- [Short exercise]
Copy the records below, from the line containing "fan light fixture?" through the last line; leave out pictures.

- [Source data]
######
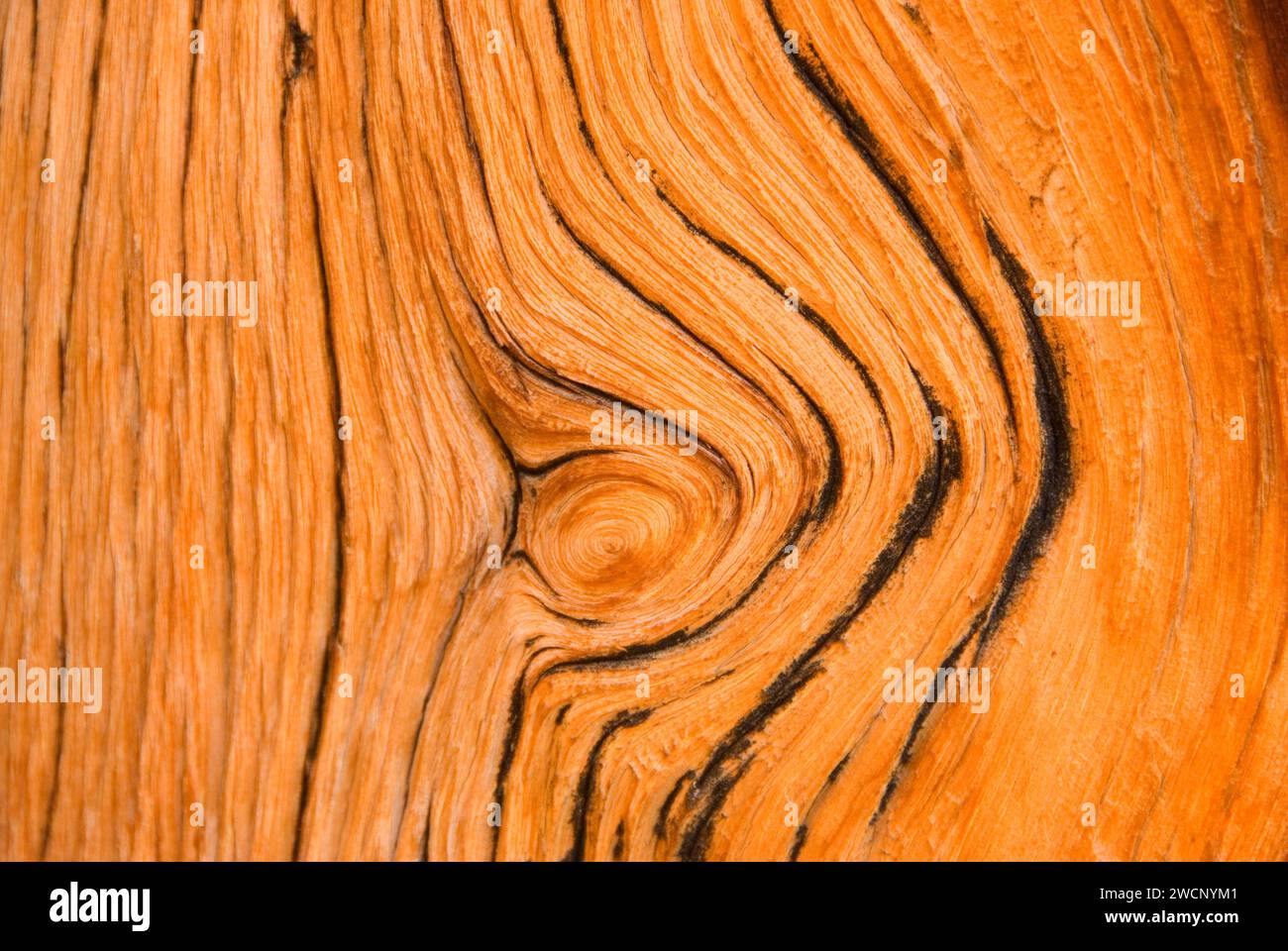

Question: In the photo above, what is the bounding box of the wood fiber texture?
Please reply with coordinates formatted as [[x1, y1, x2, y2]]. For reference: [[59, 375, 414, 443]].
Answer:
[[0, 0, 1288, 861]]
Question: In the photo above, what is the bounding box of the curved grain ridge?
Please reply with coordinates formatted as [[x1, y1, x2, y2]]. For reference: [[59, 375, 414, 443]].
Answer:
[[0, 0, 1288, 861]]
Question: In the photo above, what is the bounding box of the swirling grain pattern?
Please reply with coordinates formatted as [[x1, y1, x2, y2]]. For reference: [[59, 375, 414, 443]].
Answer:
[[0, 0, 1288, 860]]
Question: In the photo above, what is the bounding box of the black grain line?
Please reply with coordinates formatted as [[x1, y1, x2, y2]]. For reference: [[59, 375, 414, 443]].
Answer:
[[394, 581, 478, 851], [291, 180, 348, 861], [40, 0, 107, 858], [868, 218, 1073, 827], [548, 0, 602, 151], [975, 218, 1073, 660], [653, 770, 698, 841], [680, 376, 961, 860], [564, 708, 653, 862], [764, 0, 1015, 438]]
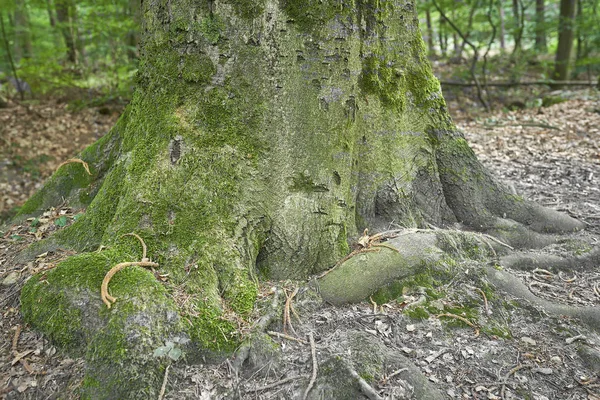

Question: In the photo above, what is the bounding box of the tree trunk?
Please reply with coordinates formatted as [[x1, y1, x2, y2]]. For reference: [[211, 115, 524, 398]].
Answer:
[[425, 8, 435, 56], [512, 0, 523, 57], [438, 15, 448, 58], [498, 0, 506, 51], [14, 0, 33, 63], [552, 0, 577, 88], [19, 0, 582, 399], [55, 0, 77, 64], [535, 0, 548, 53], [125, 0, 142, 60]]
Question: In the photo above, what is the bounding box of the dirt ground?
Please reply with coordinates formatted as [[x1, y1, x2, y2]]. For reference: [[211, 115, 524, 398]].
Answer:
[[0, 91, 600, 400]]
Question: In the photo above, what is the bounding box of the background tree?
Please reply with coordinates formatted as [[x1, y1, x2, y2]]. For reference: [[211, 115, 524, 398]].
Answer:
[[553, 0, 577, 87], [535, 0, 548, 53], [12, 0, 583, 398]]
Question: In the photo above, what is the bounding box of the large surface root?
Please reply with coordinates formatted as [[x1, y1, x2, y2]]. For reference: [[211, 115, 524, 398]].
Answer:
[[486, 267, 600, 332]]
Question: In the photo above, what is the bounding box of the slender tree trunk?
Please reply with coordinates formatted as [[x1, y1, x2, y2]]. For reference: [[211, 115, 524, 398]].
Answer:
[[498, 0, 506, 51], [125, 0, 141, 60], [535, 0, 548, 53], [54, 0, 78, 64], [46, 0, 56, 28], [575, 0, 585, 62], [438, 15, 448, 57], [512, 0, 522, 55], [450, 8, 462, 57], [552, 0, 577, 88], [14, 0, 33, 62]]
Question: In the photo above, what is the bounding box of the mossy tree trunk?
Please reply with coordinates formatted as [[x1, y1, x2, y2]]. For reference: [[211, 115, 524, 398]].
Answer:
[[16, 0, 580, 398]]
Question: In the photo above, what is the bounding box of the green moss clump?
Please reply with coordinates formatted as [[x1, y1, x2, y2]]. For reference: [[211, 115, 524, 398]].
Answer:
[[198, 15, 225, 45], [359, 53, 406, 110], [181, 54, 217, 84], [21, 275, 85, 352], [224, 0, 266, 19]]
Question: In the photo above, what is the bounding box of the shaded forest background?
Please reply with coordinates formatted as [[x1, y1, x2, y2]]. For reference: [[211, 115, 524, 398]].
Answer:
[[0, 0, 600, 221]]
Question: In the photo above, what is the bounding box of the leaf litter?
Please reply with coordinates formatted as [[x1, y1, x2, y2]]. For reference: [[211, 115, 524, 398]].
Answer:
[[0, 92, 600, 400]]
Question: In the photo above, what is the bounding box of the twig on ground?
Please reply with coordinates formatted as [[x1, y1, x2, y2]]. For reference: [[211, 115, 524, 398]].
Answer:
[[558, 272, 577, 283], [500, 364, 531, 400], [302, 332, 318, 400], [369, 296, 377, 314], [283, 288, 298, 336], [246, 375, 300, 393], [11, 325, 46, 375], [476, 288, 491, 315], [528, 281, 559, 293], [383, 368, 408, 384], [267, 331, 308, 344], [345, 362, 384, 400], [100, 261, 158, 308], [481, 233, 515, 250], [158, 364, 171, 400], [437, 313, 479, 337], [56, 158, 92, 175], [531, 268, 554, 281]]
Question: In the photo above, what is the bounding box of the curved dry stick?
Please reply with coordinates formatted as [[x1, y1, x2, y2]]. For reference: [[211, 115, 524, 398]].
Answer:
[[56, 158, 92, 175], [121, 232, 150, 261], [100, 261, 158, 308]]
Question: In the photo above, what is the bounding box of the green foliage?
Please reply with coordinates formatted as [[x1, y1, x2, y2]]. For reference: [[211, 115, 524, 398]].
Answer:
[[0, 0, 139, 106]]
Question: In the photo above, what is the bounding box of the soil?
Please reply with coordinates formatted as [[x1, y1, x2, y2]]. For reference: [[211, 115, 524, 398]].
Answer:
[[0, 91, 600, 400]]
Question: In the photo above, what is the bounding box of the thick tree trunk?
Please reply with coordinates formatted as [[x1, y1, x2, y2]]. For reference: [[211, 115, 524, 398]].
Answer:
[[552, 0, 577, 88], [20, 0, 581, 398]]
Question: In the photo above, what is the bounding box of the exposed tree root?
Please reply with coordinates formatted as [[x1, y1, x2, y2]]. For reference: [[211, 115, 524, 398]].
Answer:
[[344, 362, 383, 400], [233, 289, 281, 372], [500, 247, 600, 272], [486, 267, 600, 332], [100, 261, 158, 308]]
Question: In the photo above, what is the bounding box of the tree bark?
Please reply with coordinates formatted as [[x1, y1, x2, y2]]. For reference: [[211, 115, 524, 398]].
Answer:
[[552, 0, 577, 88], [535, 0, 548, 53], [54, 0, 77, 64], [438, 15, 448, 57], [14, 0, 33, 63], [498, 0, 506, 51], [18, 0, 582, 399], [425, 8, 435, 56]]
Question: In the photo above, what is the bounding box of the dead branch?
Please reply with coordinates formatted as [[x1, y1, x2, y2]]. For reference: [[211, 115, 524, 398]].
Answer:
[[302, 332, 318, 400], [437, 313, 479, 337], [158, 365, 171, 400], [100, 261, 158, 308], [246, 376, 300, 392]]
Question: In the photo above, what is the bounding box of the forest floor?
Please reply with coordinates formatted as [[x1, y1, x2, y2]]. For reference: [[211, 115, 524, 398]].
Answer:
[[0, 91, 600, 400]]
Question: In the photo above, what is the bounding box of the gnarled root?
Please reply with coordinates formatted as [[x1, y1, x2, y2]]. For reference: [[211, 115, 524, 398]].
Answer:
[[100, 261, 158, 308]]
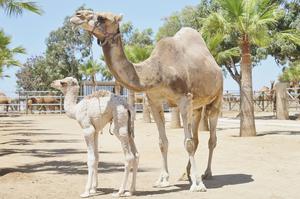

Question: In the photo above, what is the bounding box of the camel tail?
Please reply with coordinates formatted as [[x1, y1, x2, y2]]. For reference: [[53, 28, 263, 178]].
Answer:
[[127, 109, 134, 138]]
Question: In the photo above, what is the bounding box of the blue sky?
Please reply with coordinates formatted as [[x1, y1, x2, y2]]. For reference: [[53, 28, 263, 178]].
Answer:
[[0, 0, 281, 96]]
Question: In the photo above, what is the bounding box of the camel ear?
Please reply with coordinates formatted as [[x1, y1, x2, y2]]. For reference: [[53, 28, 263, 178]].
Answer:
[[60, 81, 67, 87], [115, 14, 123, 22]]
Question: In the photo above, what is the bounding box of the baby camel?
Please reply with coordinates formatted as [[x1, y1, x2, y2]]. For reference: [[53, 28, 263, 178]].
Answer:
[[51, 77, 138, 197]]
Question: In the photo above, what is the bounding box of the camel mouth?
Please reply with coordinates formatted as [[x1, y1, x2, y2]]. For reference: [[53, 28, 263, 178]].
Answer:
[[50, 81, 59, 89], [70, 16, 85, 26]]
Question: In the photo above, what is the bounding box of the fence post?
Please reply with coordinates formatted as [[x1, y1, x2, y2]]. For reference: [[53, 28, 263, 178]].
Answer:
[[25, 93, 28, 115], [275, 83, 289, 120], [59, 94, 62, 114], [262, 91, 266, 111]]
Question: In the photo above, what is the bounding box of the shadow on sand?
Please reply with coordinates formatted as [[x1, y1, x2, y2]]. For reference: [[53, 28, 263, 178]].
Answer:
[[0, 161, 152, 177], [176, 174, 254, 189], [257, 131, 300, 136]]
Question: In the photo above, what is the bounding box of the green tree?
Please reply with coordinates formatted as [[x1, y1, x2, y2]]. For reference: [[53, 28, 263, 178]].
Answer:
[[17, 7, 92, 90], [205, 0, 281, 136], [0, 30, 25, 77], [279, 61, 300, 86], [268, 0, 300, 65], [100, 22, 154, 80], [0, 0, 43, 16], [79, 59, 101, 91], [16, 56, 49, 91]]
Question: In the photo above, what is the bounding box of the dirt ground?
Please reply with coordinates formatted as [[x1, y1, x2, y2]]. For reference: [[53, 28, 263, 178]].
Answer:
[[0, 114, 300, 199]]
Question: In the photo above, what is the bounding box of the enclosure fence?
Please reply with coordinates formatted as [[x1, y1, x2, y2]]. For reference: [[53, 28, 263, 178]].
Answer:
[[0, 82, 300, 114]]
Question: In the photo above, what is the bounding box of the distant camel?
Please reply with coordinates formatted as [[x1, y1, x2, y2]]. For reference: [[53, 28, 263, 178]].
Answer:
[[70, 10, 223, 191], [51, 77, 139, 197], [0, 92, 11, 112]]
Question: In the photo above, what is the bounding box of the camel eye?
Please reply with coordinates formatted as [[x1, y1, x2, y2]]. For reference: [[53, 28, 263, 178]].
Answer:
[[97, 16, 105, 23], [60, 82, 67, 87]]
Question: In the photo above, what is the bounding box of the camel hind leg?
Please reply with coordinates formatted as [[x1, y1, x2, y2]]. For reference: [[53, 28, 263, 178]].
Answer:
[[148, 98, 170, 187], [113, 106, 138, 197], [179, 93, 206, 191], [179, 108, 202, 181], [202, 95, 222, 179]]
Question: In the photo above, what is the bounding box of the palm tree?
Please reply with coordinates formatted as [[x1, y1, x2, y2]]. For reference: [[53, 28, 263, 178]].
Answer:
[[125, 44, 153, 118], [0, 30, 25, 77], [279, 61, 300, 86], [79, 59, 101, 91], [204, 0, 280, 136], [0, 0, 43, 16]]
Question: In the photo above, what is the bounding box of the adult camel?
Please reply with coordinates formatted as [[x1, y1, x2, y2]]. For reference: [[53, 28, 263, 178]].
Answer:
[[70, 10, 223, 191]]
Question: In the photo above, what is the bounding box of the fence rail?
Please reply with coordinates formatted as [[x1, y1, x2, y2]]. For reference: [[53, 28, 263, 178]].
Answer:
[[0, 85, 300, 114]]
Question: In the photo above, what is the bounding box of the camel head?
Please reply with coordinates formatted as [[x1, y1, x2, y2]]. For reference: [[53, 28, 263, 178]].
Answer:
[[70, 10, 122, 41], [51, 77, 79, 94]]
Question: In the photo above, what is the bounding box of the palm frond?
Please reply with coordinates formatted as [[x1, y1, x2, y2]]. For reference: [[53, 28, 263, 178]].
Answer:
[[216, 47, 241, 64], [0, 0, 43, 16]]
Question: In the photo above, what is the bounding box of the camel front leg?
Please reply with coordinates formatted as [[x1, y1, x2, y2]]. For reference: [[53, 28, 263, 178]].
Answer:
[[80, 125, 97, 198], [202, 97, 222, 179], [113, 126, 134, 197], [149, 102, 170, 187], [129, 137, 139, 193], [90, 131, 99, 194], [179, 108, 202, 181], [179, 93, 206, 191]]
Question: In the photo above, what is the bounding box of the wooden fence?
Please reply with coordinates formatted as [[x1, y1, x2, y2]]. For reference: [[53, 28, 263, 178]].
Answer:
[[0, 85, 300, 114]]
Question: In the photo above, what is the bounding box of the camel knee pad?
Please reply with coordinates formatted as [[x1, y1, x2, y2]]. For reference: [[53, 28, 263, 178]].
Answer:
[[185, 139, 195, 154]]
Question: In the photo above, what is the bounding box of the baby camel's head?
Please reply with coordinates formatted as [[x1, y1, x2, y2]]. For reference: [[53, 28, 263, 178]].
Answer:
[[51, 77, 79, 94]]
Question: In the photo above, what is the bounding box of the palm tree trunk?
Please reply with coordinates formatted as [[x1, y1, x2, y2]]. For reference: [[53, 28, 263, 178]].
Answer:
[[115, 81, 121, 95], [199, 106, 209, 131], [128, 90, 135, 119], [170, 107, 181, 129], [143, 96, 151, 123], [240, 34, 256, 137], [92, 75, 96, 92]]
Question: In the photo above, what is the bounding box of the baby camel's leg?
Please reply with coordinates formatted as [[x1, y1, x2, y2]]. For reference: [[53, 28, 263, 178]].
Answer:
[[129, 135, 139, 194], [80, 125, 98, 198], [113, 106, 137, 197]]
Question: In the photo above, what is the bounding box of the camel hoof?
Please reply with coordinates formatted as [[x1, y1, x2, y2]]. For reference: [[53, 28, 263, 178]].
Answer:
[[190, 183, 206, 192], [201, 171, 212, 180], [80, 192, 90, 198], [153, 180, 170, 188], [112, 191, 133, 198], [178, 172, 190, 181]]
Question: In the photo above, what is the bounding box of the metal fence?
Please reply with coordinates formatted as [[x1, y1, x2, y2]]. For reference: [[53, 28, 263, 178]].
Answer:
[[0, 87, 300, 114]]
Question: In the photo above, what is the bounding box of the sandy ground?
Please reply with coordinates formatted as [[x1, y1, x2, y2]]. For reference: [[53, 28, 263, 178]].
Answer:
[[0, 115, 300, 199]]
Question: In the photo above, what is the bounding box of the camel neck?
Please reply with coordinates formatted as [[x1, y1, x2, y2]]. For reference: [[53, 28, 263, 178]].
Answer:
[[102, 37, 145, 91], [64, 88, 79, 119]]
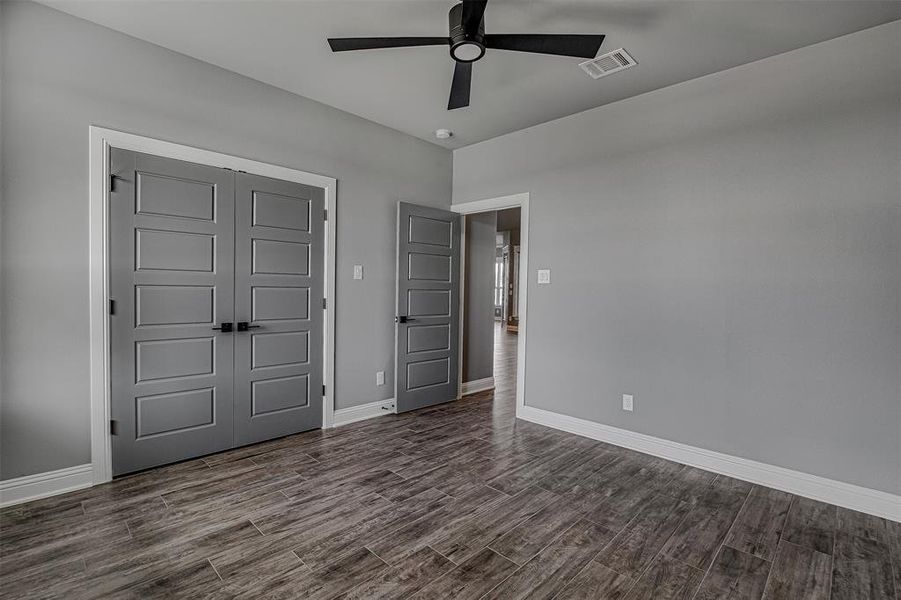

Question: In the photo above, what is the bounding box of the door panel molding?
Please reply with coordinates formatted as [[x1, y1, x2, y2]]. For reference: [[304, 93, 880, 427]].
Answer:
[[88, 125, 337, 485], [394, 202, 462, 412]]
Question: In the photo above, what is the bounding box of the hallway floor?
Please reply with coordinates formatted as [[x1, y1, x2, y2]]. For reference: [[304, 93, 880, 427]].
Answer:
[[0, 330, 901, 600]]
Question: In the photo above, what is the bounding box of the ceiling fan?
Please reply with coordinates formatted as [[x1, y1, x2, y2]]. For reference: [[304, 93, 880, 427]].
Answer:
[[328, 0, 604, 110]]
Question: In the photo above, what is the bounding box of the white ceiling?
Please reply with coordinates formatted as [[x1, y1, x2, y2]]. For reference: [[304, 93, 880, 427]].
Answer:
[[44, 0, 901, 148]]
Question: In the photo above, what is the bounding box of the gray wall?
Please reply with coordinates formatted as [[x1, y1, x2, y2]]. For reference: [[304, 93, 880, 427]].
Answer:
[[463, 212, 497, 382], [0, 3, 452, 479], [454, 22, 901, 493]]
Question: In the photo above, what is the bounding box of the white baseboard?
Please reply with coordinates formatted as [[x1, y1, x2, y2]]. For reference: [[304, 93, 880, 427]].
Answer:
[[333, 398, 395, 427], [460, 377, 494, 396], [516, 406, 901, 522], [0, 464, 94, 507]]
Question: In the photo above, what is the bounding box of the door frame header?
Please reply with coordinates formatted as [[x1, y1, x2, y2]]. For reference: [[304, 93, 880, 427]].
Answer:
[[88, 125, 338, 485]]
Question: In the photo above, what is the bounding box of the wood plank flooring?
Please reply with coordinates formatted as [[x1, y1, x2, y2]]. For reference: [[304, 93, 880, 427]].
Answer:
[[0, 329, 901, 600]]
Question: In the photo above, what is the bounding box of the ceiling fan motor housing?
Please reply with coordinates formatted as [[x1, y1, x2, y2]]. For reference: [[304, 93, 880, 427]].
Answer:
[[448, 2, 485, 63]]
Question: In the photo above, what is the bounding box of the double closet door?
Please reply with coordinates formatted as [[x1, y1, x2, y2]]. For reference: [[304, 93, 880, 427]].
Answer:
[[109, 149, 325, 475]]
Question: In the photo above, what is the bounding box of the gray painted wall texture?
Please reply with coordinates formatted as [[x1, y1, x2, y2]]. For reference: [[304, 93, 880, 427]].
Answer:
[[0, 3, 452, 479], [463, 212, 497, 382], [454, 22, 901, 493]]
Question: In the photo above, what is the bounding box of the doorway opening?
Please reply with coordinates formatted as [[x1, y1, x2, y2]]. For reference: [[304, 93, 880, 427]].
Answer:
[[452, 194, 529, 419]]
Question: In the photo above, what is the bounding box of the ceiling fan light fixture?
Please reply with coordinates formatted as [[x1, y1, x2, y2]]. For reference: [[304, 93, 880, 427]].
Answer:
[[451, 40, 485, 62]]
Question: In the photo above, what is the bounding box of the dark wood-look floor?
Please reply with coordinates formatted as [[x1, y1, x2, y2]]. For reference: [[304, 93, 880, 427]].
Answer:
[[0, 326, 901, 600]]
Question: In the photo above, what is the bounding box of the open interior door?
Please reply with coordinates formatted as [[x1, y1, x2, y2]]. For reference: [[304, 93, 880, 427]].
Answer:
[[394, 202, 461, 413]]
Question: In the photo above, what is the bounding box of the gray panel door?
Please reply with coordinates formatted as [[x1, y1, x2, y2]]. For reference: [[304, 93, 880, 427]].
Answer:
[[109, 149, 234, 475], [395, 202, 460, 412], [234, 173, 325, 446]]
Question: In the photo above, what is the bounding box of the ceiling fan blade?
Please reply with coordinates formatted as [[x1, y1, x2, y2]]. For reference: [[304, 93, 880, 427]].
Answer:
[[328, 37, 450, 52], [447, 62, 472, 110], [463, 0, 488, 35], [485, 33, 604, 58]]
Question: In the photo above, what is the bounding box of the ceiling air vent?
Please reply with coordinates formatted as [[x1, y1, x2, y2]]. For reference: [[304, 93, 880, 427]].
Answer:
[[579, 48, 638, 79]]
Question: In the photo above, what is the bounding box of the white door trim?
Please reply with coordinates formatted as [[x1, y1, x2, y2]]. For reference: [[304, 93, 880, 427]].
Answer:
[[450, 192, 529, 417], [89, 125, 337, 485]]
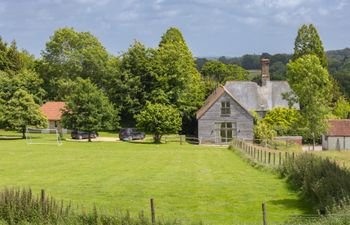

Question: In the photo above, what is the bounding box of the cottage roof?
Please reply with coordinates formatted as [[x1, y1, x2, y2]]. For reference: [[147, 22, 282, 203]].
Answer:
[[225, 80, 299, 111], [196, 85, 252, 119], [40, 102, 65, 120], [327, 119, 350, 136]]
######
- [Exercise response]
Question: In the photo above, what is the bounding box of the ceiling fan light fixture?
Please reply with coordinates formatted as [[x1, y1, x2, y2]]. For reference: [[304, 93, 880, 427]].
Answer:
[[451, 40, 485, 62]]
Question: In the photo above, what is the bounding box of the dark wood-look floor?
Please reply with coordinates formatted as [[x1, y1, x2, y2]]. For reference: [[304, 93, 880, 427]].
Answer:
[[0, 326, 901, 600]]
Question: In the photo above, what is the bounding box of the open interior door?
Please reply with coordinates formatted as [[x1, y1, x2, y2]]. For reference: [[304, 93, 880, 427]].
Answer:
[[394, 202, 461, 413]]
Question: In the photo above, what is the bounding box of the gray panel door?
Please reply with coordinates formatted as [[x1, y1, x2, y2]]. For reference: [[304, 93, 880, 427]].
Answer:
[[109, 149, 234, 475], [395, 202, 460, 412], [234, 173, 325, 446]]
Question: In the photo above, what is the bounding box of the ceiling fan blade?
Please reply with coordinates formatted as [[x1, y1, x2, y2]]. For reference: [[304, 93, 880, 427]].
Answer:
[[328, 37, 450, 52], [447, 62, 472, 110], [463, 0, 488, 35], [485, 33, 604, 58]]
Question: In the photo above, what is the bounding box of the ceiling air vent?
Please reply with coordinates formatted as [[x1, y1, x2, y2]]. For reference: [[304, 93, 880, 427]].
Answer:
[[579, 48, 638, 79]]
Question: In the photo above, what is the bounding box of the white door trim?
Please reply with coordinates formatted as [[x1, y1, x2, y2]]. For reference: [[304, 93, 880, 427]].
Answer:
[[450, 192, 529, 417], [89, 125, 337, 485]]

Question: In the photo above, what is the bounding box of the cottage roof?
Please reply with coordinates formatted as [[x1, y1, x2, y2]]. For reference: [[147, 22, 282, 203]].
Answer:
[[225, 80, 299, 111], [196, 85, 252, 119], [40, 102, 65, 120], [327, 119, 350, 136]]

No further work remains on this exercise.